→ Instruction:
Rewrite all of the data below, replacing "instance" with "occurrence" and leaving every other part unchanged.

→ Provided records:
Start

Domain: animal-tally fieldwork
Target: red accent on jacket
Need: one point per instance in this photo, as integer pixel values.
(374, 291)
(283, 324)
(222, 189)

End

→ Exercise solution:
Domain: animal-tally fieldwork
Target: red accent on jacket
Need: one point per occurrence in this photo, as integer pixel values.
(374, 291)
(283, 324)
(222, 189)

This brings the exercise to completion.